• [What to do] Summarize the passage on the Scorpions album Fly to the Rainbow in three sentences.

• [Given passage]
Fly to the Rainbow is the second studio album by the German hard rock band Scorpions. It was released on 1 November 1974 in the United States through RCA Records. This was their first release with guitarist Uli Jon Roth and bassist Francis Buchholz, and the only one to include drummer Jürgen Rosenthal.

Background
In support of the Lonesome Crow album, Scorpions toured as the opening act for the British rock band UFO. At the end of the tour Scorpions lead guitarist Michael Schenker was asked to fill an open position as UFO's guitarist and accepted the position. Schenker's departure temporarily resulted in the breakup of the band but Rudolf Schenker and Klaus Meine ultimately merged with the band Dawn Road. The new band consisted of guitarist Ulrich Roth replacing Michael as well as drummer Jürgen Rosenthal, keyboardist Achim Kirschnig and bass guitarist Francis Buchholz. The new line up assumed the Scorpions name and recorded Fly to the Rainbow. Three songs on Fly to the Rainbow were co-written with departing guitarist Michael Schenker as part of his agreement on leaving the band.

Artwork
When asked to comment on the cover art for the album Uli Jon Roth said: "Don't ask me what that cover means… I disliked it from the beginning. It looked ludicrous to me back then and looks just as bad today. It was done by a firm of designers in Hamburg who had actually done a good job on the Lonesome Crow album before but I think that time they failed miserably. As for the meaning I can only guess, but I'd rather not…"

• [Recorded information]
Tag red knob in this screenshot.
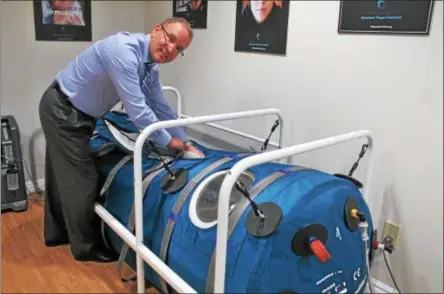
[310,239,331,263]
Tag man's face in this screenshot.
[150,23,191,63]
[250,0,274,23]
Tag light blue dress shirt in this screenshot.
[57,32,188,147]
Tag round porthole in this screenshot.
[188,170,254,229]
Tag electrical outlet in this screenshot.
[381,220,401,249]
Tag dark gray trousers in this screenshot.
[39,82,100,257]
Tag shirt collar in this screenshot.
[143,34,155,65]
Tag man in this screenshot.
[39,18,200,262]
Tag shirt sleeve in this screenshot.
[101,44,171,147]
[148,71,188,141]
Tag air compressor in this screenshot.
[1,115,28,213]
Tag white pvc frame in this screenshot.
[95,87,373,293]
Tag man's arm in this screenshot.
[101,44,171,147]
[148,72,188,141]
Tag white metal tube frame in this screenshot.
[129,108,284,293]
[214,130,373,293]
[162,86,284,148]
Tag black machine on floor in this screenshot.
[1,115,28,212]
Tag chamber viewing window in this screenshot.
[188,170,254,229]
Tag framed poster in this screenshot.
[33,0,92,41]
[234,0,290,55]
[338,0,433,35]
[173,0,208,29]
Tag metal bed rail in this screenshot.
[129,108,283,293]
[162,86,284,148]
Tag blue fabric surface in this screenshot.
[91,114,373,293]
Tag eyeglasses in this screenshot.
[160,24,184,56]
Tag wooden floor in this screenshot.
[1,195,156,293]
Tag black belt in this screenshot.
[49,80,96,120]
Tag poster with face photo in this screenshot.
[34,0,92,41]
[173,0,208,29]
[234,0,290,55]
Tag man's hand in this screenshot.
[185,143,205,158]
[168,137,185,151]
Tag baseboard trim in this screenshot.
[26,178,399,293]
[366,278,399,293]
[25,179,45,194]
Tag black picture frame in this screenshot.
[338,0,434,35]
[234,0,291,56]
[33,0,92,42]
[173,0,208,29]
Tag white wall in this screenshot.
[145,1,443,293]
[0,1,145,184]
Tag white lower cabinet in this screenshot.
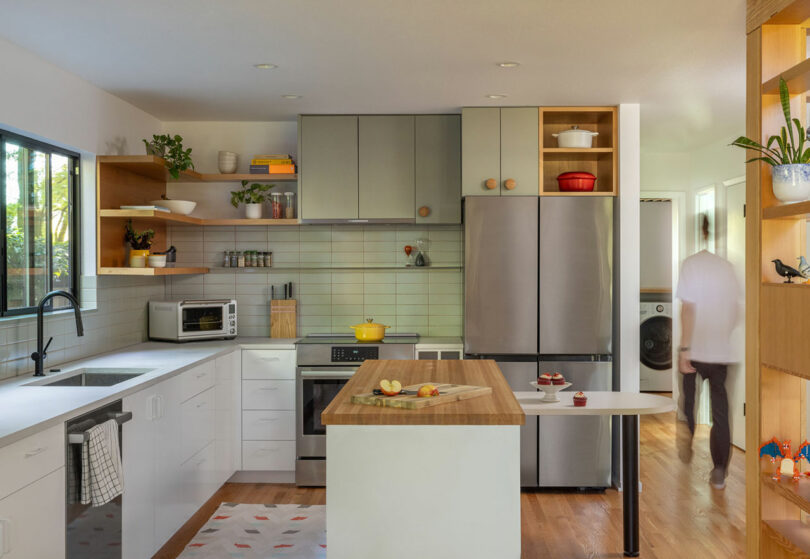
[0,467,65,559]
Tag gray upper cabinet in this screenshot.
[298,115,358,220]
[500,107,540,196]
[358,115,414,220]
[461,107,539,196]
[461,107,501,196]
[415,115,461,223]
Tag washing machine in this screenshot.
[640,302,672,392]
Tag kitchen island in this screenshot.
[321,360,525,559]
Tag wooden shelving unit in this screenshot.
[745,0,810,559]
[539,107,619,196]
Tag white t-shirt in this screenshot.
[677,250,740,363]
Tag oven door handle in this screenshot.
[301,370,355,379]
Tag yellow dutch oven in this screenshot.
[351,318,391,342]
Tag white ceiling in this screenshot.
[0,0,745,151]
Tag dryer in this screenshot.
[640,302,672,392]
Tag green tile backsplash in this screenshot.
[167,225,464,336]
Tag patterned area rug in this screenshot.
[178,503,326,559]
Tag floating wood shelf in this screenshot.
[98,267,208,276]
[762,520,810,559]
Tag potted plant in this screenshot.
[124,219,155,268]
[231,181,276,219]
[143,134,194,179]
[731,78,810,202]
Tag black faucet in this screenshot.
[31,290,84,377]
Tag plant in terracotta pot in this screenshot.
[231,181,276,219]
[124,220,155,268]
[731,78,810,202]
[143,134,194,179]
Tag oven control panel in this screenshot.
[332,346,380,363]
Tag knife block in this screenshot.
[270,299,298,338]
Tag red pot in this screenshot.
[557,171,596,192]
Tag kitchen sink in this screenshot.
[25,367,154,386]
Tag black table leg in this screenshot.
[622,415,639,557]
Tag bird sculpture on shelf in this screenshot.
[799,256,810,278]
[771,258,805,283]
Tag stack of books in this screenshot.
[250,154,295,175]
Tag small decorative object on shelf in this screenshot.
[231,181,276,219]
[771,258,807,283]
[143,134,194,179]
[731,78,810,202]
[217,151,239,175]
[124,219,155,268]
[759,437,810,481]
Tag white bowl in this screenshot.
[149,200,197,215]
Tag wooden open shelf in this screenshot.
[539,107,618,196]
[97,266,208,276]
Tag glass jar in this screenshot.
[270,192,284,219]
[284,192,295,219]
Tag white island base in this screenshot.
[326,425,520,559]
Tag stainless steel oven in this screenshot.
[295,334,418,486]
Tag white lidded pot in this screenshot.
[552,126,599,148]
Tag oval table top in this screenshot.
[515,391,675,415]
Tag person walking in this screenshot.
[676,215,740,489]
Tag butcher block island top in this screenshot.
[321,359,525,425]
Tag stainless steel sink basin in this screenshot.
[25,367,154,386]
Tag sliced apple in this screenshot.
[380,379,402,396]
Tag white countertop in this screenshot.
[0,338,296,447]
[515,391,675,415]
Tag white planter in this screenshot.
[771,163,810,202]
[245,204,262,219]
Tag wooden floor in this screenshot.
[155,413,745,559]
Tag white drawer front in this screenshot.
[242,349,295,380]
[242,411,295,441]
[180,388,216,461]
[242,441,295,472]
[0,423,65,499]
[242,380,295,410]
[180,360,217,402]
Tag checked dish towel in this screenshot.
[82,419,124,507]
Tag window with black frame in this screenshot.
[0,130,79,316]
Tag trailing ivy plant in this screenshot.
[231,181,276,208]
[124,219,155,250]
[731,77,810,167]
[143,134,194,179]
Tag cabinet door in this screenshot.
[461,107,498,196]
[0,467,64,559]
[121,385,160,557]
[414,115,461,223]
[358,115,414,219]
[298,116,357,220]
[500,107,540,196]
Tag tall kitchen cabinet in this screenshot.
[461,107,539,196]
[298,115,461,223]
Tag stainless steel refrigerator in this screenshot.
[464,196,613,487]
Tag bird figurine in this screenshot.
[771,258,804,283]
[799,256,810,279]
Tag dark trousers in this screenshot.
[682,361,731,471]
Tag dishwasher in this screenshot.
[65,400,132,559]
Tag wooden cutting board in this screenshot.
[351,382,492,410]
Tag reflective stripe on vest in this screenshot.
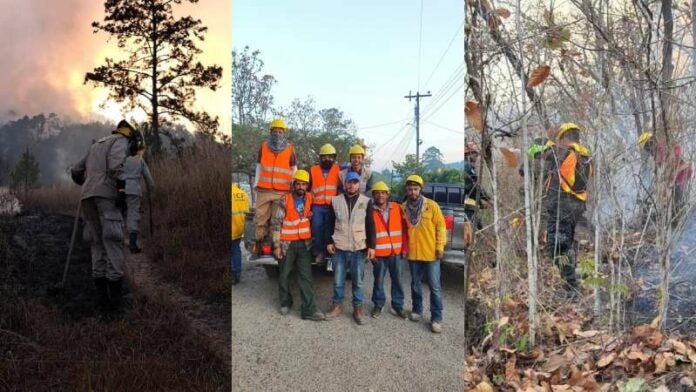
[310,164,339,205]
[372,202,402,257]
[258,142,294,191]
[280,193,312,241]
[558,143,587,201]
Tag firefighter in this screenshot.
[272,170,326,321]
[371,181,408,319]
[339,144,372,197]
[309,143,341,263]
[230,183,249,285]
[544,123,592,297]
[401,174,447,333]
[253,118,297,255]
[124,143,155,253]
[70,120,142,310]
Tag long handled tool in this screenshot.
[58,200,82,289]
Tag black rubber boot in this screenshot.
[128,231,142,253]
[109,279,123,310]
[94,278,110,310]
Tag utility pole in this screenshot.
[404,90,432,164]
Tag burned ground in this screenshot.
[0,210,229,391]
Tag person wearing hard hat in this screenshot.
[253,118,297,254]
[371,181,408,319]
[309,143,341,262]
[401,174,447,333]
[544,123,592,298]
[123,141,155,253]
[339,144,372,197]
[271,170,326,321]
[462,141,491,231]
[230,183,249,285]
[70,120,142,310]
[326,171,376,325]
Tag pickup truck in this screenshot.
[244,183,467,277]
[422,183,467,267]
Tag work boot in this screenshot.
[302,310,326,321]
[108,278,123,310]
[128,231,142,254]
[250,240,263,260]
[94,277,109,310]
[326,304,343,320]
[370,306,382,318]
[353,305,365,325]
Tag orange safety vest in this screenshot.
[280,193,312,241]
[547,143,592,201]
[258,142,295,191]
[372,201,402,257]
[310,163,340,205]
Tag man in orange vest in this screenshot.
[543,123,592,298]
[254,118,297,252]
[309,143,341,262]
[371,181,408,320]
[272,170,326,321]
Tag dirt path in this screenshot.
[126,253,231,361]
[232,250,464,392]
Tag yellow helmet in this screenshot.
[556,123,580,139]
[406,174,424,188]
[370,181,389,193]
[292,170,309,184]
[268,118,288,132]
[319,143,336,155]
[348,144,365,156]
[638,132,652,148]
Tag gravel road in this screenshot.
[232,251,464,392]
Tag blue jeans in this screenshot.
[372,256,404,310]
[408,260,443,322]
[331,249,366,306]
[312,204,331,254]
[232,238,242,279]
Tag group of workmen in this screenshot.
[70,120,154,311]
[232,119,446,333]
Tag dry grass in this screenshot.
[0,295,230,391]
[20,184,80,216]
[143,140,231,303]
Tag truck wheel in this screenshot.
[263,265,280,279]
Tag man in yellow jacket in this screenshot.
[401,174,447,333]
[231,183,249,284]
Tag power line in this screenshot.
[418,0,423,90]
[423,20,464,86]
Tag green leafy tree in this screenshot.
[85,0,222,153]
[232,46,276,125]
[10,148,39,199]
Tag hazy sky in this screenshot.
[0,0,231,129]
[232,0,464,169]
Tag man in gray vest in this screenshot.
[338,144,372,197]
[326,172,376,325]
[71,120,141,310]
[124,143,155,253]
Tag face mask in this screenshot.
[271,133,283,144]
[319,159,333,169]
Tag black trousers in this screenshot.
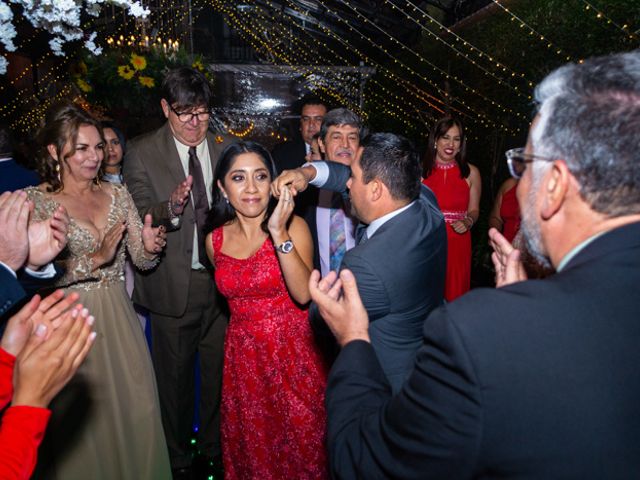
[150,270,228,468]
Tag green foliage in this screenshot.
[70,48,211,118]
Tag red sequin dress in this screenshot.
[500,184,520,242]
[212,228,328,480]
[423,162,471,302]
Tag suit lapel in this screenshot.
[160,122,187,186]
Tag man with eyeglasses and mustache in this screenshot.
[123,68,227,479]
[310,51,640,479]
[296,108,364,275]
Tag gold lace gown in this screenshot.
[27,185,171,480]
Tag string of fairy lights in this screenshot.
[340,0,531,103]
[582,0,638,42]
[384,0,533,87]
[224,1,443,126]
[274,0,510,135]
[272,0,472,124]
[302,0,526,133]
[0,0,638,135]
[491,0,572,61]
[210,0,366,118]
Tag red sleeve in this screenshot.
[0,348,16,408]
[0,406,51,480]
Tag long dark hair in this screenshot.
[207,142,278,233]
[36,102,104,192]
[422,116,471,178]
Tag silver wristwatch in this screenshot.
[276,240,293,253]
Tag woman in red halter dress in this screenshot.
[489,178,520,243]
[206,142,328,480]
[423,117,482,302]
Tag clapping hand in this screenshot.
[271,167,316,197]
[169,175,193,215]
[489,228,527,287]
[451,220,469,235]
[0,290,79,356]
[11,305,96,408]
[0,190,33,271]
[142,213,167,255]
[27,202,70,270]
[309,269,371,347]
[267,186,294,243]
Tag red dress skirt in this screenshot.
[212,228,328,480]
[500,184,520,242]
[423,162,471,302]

• [Task response] Fly to the Rainbow is the second studio album by the German hard rock band Scorpions, released in the United States on 1 November 1974 through RCA Records. After lead guitarist Michael Schenker left to join UFO, Rudolf Schenker and Klaus Meine merged with the band Dawn Road, and the new line-up took the Scorpions name and recorded the album. Guitarist Uli Jon Roth, for whom this was the first release with the band, has said he disliked the cover from the beginning.